• _Anleitung zur Übung_: Gib aus dem Forumsthread zu BLIND_NIGHT den Teil wörtlich wieder, der mit den Worten „Ja, hab alles“ beginnt und mit „der Handbedienung funktioniert?“ endet.

• _Ausgewählter Abschnitt_:
# Blind_night



## jscs (6 Juli 2017)

Hallo zusammen.

Evtl. kann mit jemand weiterhelfen wie man BLIND_NIGHT richtig verwendet.

Ausgangsstellung Demoprogramm:
BLIND_INPUT an BLIND_NIGHT an BLIND_CONTROL_S angeschlossen.
Simuliertes Datum auf 0:00h am 6.7.2017
Status auf 130, Rolläden stehen nach Start oben.
Errechnete Zeit über SUN_TIME für Rolladen nach oben 3:29h, für Runter auf 19:27h



Uhrzeit auf 3:30h gestellt, Rolläden sollten jetzt über BLIND_NIGHT nach oben fahren, stehen aber schon oben, also soweit alles ok

Uhrzeit auf 19:28h gestellt, Rolläden sollten runterfahren. Das tun sie auch:




Uhrzeit auf den nächsten Tag 0:28h gestellt um berechnen zu lassen, wann der Rolladen wieder hochfahren soll, in dem Fall um 3:30h



Uhrzeit passend gestellt 3:31h, Status geht auf 130, aber Rolladen bleibt unten ....



Was mach ich denn falsch?

Grüße
Jürgen


----------



## jscs (6 Juli 2017)

Ok, habe den Fehler gefunden. Der Master_Mode im BLIND_INPUT muss auf TRUE gesetzt werden. Dann tut er auch was er soll ...


----------



## mnuesser (6 Juli 2017)

Danke, genau diese Funktion wollte ich als nächstes implementieren 
Hast du dir dafür nen FB gemacht, welchen du dann an jedem Rollo verwendest?


----------



## jscs (6 Juli 2017)

Ja, hab alles in einem FB gekapselt, der hat zwar elend viele Ein- und Ausgänge, aber damit klappt es bei mir ganz gut.


----------



## mnuesser (7 Juli 2017)

Könntest du mir erklären wie das mit der Handbedienung funktioniert?

Folgendes Szenario:
1. Morgens fährt Rollade 100% auf
2. Frau / Mann fällt um 10 Uhr auf dass die Rollade nen bisschen runter könnte, und fährt diese über die Tasten um 30% Runter
3. Nach dem Manuell Timeout von 1 Std fährt die Rollade automatisch wieder auf 100% auf 

Ich hätte aber eigentlich gerne, dass die Rollade nun bis zum nächsten Automatik Event auf dieser Stellung bleiben soll,
also quasi bis Sonnenuntergang, und DANN erst wieder automatisch hochgefahren wird.

Hast du das bei dir hinbekommen?


----------



## jscs (7 Juli 2017)

Hallo Markus,

da ich ähnliches in meiner Simulation festgestellt hatte, habe ich mir einen eigenen Baustein geschrieben, der die Probleme umgeht. Nutze den Positionseingang an BLIND_INPUT um den Rolladen in die "richtige" Position zu "zwingen". Damit sind meine Probleme jetzt gelöst.

Grüße
Jürgen


----------



## mnuesser (9 Juli 2017)

Könntest du mir deinen Baustein "geben" ? 
Ich habe in meiner Simulation rum gespielt, da fährt noch nicht mal was...
Etwas kurios...

Gruß Markus


----------



## mnuesser (9 Juli 2017)

ok, das fahren hat sich erledigt...

• _Datenzeilen_:
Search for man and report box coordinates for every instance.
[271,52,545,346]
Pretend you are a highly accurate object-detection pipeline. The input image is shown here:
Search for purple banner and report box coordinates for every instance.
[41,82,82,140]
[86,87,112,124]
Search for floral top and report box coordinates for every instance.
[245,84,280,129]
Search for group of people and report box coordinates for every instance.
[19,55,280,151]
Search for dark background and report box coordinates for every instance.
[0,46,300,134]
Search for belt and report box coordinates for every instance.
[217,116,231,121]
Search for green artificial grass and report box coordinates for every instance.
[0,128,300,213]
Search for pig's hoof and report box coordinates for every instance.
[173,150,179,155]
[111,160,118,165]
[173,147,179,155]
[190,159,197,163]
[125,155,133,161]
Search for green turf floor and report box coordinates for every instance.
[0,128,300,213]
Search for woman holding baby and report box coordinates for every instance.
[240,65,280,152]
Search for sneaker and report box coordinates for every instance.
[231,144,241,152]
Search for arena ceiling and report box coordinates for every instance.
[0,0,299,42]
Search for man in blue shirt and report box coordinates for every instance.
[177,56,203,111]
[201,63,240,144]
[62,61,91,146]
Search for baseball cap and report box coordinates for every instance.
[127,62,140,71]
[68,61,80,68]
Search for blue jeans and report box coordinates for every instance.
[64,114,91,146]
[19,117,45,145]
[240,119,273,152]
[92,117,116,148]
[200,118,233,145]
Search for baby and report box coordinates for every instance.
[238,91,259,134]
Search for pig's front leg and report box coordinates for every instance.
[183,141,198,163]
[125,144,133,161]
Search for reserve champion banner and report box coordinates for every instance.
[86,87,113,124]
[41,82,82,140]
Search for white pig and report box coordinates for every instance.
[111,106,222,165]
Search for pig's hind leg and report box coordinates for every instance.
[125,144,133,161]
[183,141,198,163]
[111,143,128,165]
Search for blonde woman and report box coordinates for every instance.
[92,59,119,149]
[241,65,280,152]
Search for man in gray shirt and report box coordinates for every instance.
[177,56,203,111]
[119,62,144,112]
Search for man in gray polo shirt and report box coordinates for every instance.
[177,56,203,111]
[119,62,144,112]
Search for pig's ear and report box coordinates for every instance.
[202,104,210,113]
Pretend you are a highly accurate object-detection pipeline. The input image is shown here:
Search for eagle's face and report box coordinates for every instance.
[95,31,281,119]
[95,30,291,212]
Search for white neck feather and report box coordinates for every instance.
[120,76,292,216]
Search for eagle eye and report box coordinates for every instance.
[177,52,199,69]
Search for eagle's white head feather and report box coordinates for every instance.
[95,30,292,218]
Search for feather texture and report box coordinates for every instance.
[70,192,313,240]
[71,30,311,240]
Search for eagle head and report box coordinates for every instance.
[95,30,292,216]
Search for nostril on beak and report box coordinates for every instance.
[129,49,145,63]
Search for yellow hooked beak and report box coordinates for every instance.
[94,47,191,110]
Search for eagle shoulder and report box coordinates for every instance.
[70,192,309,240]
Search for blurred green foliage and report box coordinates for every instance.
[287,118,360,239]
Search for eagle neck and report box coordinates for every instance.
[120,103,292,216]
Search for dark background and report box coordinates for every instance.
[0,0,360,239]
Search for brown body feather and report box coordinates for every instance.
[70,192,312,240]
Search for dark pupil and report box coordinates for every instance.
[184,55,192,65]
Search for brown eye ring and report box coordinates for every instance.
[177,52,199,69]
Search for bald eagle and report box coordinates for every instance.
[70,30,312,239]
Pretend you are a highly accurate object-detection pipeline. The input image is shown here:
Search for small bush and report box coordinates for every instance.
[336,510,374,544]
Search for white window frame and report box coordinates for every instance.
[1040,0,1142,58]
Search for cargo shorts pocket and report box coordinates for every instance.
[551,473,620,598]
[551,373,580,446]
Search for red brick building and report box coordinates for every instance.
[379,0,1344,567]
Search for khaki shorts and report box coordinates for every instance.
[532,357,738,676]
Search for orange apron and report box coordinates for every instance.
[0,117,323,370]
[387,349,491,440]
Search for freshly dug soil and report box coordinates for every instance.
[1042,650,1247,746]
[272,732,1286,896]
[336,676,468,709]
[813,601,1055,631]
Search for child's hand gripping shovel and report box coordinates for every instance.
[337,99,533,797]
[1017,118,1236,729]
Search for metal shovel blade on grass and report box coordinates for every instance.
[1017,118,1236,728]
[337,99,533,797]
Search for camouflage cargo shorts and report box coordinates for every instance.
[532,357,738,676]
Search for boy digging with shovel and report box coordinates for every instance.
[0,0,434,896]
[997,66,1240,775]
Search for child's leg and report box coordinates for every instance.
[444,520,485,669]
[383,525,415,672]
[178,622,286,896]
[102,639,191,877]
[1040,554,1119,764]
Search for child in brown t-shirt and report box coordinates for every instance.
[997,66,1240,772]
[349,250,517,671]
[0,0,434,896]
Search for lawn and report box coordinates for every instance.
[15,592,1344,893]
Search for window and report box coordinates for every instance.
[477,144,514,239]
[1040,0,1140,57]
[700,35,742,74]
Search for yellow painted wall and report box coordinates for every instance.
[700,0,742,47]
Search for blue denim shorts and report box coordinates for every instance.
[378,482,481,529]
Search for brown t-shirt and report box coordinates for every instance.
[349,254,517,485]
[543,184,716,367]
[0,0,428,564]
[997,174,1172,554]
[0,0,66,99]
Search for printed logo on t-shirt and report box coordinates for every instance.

• _Gelöste Aufgabe_:
Ja, hab alles in einem FB gekapselt, der hat zwar elend viele Ein- und Ausgänge, aber damit klappt es bei mir ganz gut.


----------



## mnuesser (7 Juli 2017)

Könntest du mir erklären wie das mit der Handbedienung funktioniert?